=== Task prompt ===
May I have the lines from the one containing "In this exercise you will locate the leafy" to the end of the entries, returned exactly and with nothing else?

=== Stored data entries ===
========

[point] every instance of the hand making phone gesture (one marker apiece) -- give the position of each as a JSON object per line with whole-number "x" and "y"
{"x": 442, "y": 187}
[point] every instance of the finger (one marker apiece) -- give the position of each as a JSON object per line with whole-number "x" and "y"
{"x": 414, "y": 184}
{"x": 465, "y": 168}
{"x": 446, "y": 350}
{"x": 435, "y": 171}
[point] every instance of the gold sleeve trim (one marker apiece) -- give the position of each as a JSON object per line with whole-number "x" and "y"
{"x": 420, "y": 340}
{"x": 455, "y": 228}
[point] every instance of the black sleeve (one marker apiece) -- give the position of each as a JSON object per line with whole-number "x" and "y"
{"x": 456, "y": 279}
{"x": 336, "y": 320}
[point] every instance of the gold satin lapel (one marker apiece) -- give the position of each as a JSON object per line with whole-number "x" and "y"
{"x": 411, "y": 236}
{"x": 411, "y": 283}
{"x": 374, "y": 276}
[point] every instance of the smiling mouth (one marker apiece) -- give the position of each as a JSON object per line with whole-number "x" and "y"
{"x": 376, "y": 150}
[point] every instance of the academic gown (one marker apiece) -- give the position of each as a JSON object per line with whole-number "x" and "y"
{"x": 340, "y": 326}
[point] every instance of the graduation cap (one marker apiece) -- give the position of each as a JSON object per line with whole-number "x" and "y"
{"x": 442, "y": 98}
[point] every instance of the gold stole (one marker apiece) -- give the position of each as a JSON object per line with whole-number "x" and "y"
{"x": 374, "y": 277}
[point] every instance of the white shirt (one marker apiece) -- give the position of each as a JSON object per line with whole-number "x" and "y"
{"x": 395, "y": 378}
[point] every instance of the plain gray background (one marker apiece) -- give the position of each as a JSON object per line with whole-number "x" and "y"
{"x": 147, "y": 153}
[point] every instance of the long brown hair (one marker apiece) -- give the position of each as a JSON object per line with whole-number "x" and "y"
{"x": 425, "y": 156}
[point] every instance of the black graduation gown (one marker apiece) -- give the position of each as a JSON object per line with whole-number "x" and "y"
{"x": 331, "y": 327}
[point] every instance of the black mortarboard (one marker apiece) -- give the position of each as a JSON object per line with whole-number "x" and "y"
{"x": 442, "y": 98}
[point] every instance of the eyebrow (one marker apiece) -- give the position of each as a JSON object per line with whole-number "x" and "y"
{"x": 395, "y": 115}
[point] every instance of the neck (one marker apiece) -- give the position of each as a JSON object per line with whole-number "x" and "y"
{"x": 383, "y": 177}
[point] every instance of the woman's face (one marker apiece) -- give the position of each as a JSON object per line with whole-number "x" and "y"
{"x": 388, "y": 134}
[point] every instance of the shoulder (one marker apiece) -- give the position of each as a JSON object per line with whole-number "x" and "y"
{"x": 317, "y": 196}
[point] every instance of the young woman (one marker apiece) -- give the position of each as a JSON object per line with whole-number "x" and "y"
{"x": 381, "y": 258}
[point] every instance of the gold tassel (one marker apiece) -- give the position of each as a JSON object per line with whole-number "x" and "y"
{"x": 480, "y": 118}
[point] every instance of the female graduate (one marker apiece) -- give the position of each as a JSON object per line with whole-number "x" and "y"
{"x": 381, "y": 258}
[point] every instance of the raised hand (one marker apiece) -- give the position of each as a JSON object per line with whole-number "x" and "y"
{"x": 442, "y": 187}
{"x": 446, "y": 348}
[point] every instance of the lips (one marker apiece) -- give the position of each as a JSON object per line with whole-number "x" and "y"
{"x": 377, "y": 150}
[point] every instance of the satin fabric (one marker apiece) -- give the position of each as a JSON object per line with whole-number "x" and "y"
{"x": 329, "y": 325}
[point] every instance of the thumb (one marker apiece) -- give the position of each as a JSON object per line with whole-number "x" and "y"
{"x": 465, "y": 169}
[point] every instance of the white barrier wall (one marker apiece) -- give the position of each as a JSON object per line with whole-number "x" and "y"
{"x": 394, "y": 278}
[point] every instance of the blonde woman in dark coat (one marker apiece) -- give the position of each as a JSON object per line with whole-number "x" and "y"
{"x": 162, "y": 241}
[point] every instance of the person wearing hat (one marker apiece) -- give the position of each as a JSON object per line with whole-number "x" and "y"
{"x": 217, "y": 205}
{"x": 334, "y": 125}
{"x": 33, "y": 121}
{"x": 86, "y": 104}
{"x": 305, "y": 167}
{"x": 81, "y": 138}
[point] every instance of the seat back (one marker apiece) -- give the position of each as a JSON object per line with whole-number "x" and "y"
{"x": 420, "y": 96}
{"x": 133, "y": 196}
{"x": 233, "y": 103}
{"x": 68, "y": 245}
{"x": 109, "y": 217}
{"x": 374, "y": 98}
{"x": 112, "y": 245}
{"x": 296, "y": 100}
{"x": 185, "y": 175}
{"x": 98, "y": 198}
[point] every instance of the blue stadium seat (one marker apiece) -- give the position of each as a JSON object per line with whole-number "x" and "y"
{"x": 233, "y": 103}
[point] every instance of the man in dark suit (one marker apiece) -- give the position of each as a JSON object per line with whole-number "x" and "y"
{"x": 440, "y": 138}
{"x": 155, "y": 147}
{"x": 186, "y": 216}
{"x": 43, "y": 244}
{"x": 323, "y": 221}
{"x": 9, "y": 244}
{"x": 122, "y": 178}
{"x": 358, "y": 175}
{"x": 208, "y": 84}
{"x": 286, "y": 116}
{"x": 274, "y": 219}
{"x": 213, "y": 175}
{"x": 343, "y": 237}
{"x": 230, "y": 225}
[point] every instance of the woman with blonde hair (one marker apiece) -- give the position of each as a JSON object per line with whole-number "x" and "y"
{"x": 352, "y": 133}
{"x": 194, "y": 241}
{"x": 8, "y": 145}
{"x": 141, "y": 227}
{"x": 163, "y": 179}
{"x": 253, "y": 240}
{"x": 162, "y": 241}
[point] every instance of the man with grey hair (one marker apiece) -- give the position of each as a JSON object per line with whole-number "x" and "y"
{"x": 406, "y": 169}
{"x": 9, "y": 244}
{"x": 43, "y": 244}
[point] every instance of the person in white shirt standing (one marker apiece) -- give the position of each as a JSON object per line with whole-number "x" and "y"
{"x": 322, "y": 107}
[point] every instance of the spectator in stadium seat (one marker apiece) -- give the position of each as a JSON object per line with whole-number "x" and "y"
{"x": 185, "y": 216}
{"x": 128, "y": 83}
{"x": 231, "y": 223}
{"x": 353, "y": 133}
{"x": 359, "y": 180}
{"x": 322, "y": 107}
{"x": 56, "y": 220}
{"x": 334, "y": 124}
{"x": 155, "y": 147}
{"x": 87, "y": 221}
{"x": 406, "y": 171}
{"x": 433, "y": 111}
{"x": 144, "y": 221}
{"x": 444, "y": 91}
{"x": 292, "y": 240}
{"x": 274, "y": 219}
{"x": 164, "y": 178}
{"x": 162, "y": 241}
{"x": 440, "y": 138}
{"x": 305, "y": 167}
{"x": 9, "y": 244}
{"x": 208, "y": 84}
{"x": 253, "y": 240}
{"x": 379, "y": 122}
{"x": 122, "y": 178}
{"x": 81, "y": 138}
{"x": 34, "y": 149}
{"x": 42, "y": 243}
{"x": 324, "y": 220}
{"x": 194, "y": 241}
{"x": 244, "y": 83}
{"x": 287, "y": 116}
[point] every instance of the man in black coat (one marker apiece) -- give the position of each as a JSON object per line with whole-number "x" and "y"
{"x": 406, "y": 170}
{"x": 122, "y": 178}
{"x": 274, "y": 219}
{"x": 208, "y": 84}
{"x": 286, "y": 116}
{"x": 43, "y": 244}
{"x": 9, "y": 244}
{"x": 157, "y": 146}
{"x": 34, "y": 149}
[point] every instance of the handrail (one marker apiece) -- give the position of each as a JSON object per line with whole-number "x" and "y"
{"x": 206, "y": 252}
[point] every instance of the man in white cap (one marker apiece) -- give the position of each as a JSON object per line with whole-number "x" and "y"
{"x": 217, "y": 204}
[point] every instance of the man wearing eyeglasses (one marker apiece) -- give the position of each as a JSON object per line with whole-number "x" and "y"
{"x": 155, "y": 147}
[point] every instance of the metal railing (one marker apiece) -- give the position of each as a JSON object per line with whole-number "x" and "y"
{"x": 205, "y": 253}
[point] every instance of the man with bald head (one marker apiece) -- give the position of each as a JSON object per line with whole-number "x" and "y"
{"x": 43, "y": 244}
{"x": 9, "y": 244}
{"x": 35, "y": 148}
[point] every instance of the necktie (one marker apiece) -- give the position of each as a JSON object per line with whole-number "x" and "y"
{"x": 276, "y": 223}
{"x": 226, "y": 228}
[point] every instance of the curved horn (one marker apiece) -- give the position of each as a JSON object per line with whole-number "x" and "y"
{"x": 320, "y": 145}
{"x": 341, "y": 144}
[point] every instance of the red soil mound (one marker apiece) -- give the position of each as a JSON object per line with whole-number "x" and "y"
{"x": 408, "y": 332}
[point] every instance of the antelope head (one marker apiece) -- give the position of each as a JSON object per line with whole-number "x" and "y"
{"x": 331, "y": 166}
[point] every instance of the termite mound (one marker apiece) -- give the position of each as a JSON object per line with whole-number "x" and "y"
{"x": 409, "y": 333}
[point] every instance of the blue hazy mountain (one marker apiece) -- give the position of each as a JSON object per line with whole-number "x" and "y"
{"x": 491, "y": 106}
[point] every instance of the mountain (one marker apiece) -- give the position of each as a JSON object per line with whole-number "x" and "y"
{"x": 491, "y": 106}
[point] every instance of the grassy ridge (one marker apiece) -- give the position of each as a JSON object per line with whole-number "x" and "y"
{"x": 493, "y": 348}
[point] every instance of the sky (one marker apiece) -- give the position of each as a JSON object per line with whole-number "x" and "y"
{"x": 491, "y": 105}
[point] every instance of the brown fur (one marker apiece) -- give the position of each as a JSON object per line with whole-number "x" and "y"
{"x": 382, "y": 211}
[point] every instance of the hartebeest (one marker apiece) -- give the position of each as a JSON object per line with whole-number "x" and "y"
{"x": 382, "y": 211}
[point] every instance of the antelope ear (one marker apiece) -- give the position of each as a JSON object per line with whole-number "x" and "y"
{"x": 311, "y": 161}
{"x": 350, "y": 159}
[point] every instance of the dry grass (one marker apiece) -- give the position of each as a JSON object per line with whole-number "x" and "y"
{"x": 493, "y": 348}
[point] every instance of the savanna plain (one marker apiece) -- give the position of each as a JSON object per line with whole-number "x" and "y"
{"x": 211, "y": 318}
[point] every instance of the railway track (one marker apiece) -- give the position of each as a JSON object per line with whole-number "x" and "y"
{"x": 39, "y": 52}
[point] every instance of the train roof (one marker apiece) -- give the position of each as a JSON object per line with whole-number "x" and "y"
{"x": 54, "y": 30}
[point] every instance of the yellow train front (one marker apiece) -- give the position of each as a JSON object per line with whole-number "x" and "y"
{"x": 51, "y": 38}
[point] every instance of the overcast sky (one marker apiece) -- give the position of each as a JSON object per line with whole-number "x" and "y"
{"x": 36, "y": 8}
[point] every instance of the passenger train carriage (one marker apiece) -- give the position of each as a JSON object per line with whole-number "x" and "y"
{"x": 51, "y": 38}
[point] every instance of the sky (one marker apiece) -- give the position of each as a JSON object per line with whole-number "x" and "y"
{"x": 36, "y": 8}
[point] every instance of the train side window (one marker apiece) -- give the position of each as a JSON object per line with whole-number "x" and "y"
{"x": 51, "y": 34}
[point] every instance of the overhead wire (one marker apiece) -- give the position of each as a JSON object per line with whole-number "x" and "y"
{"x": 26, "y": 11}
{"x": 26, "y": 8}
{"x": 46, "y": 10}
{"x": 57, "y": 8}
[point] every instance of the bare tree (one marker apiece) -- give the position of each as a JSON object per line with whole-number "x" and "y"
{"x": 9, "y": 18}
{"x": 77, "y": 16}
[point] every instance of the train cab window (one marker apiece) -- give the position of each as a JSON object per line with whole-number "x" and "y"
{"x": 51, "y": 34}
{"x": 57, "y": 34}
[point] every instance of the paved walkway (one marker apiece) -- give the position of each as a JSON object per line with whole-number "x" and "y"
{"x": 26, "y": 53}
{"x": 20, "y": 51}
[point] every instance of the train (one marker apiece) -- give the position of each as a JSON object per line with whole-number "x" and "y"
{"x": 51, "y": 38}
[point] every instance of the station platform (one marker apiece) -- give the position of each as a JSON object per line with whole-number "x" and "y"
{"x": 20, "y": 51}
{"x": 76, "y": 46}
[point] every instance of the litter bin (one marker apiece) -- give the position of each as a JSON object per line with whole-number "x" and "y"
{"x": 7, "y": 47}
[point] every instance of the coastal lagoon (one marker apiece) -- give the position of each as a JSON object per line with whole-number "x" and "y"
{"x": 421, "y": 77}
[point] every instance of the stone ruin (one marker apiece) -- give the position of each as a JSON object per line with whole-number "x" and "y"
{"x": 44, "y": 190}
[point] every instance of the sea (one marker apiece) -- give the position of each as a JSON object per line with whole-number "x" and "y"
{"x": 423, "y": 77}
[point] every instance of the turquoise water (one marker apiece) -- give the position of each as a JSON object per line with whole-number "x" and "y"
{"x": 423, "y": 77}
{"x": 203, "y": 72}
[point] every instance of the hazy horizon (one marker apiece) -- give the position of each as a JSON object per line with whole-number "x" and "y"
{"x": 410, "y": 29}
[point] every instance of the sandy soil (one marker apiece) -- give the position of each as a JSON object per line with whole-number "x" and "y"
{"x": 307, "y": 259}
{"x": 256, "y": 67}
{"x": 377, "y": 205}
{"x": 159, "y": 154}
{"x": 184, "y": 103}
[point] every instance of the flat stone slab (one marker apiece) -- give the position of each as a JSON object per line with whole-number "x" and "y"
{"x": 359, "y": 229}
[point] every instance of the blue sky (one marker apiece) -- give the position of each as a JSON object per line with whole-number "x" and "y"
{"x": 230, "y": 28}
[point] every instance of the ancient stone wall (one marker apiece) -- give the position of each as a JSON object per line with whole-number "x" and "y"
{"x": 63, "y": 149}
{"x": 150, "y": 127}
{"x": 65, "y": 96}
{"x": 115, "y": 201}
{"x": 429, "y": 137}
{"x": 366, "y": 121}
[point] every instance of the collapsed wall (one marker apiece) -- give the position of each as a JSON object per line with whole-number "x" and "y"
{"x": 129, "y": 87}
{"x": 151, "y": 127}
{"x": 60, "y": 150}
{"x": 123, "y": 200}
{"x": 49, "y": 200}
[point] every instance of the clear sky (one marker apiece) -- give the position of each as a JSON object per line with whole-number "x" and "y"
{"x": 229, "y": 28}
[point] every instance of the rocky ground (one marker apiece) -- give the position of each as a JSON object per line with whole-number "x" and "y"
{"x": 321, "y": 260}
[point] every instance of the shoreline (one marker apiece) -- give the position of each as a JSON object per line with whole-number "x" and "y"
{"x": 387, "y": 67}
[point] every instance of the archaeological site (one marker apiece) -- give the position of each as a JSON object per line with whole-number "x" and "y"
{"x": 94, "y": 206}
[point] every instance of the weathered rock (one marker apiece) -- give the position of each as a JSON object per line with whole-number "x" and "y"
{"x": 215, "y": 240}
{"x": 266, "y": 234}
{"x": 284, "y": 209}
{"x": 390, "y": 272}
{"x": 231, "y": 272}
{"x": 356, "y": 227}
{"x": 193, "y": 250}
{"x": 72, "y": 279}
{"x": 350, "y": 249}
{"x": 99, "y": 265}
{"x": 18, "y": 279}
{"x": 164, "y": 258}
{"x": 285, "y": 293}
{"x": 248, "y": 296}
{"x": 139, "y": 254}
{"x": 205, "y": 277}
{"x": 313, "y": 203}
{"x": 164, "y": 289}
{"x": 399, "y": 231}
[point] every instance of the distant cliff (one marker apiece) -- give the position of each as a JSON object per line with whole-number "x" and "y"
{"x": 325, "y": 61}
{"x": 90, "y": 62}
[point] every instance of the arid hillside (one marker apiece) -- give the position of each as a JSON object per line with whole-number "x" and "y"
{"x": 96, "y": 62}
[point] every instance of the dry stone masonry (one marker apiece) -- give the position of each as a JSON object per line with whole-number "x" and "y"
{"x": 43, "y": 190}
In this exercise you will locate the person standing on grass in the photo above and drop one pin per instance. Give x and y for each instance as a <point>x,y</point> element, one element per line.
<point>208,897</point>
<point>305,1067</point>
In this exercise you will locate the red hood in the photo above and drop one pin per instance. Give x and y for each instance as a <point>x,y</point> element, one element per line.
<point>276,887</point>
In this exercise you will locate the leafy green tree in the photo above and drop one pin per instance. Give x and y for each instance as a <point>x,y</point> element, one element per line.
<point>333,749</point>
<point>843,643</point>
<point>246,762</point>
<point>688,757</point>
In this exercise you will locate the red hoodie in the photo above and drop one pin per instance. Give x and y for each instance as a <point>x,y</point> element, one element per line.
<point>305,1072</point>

========

=== Reply to the exercise ===
In this exercise you will locate the leafy green tree in the photo above and drop one pin per instance. Give x and y for each instance as a <point>x,y</point> element, one element per line.
<point>333,749</point>
<point>843,643</point>
<point>246,762</point>
<point>688,757</point>
In this exercise you will locate the red hoodie in the photo above and drop one pin per instance. Give x and y for each instance as a <point>x,y</point> element, one element per line.
<point>305,1072</point>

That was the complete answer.